> _Assignment_
Among the lines below, take the one holding "# pin a point on each instance of the smaller", the one holding "# Target: boulder", and all lines between them. Set them down exactly.

> _Excerpted records_
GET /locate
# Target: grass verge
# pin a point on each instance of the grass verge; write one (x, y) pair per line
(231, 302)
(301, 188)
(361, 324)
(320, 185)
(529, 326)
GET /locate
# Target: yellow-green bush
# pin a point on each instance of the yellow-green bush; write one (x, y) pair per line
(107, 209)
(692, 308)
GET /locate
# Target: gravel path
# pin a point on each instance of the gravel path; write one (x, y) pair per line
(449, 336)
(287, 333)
* * *
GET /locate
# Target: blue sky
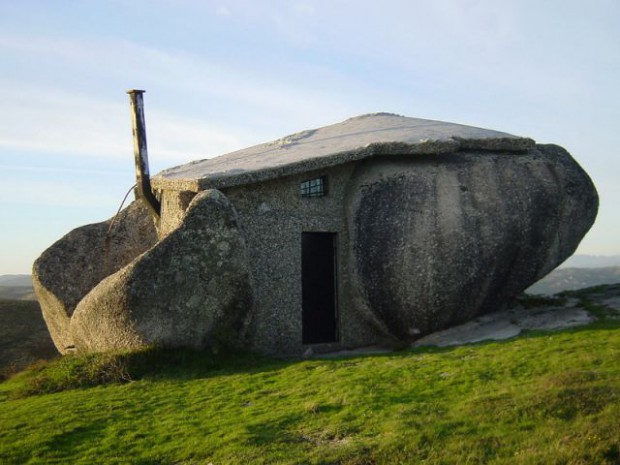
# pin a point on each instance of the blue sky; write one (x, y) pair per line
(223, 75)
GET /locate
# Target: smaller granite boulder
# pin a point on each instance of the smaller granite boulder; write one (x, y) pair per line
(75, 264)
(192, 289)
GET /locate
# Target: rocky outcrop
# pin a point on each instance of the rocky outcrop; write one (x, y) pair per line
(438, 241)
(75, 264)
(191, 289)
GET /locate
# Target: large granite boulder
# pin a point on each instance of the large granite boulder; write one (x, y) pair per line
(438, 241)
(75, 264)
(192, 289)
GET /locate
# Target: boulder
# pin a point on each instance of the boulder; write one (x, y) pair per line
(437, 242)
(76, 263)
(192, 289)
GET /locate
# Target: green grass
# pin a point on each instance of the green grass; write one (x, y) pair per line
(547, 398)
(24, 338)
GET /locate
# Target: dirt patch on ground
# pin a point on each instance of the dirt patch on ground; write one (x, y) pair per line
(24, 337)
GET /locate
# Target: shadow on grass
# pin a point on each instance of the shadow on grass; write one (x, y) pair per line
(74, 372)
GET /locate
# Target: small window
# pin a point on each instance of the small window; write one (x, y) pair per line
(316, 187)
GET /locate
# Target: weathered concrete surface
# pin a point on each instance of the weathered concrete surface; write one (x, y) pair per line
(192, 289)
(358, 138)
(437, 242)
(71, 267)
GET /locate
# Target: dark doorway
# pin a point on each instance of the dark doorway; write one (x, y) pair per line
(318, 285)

> _Problem solution_
# pin a point on each instance of the smaller granite boulder; write one (x, y) pair per line
(75, 264)
(192, 289)
GET /locate
# Target: rocky outcrop
# pin a point on each instance of the rocky outcrop; write one (x, y) pair per line
(438, 241)
(75, 264)
(191, 289)
GET /locate
# Target: large granite boulder
# pin a point on each instance of the large granite boulder; write one (x, y) pair per line
(438, 241)
(75, 264)
(192, 289)
GET /locate
# Target: boulder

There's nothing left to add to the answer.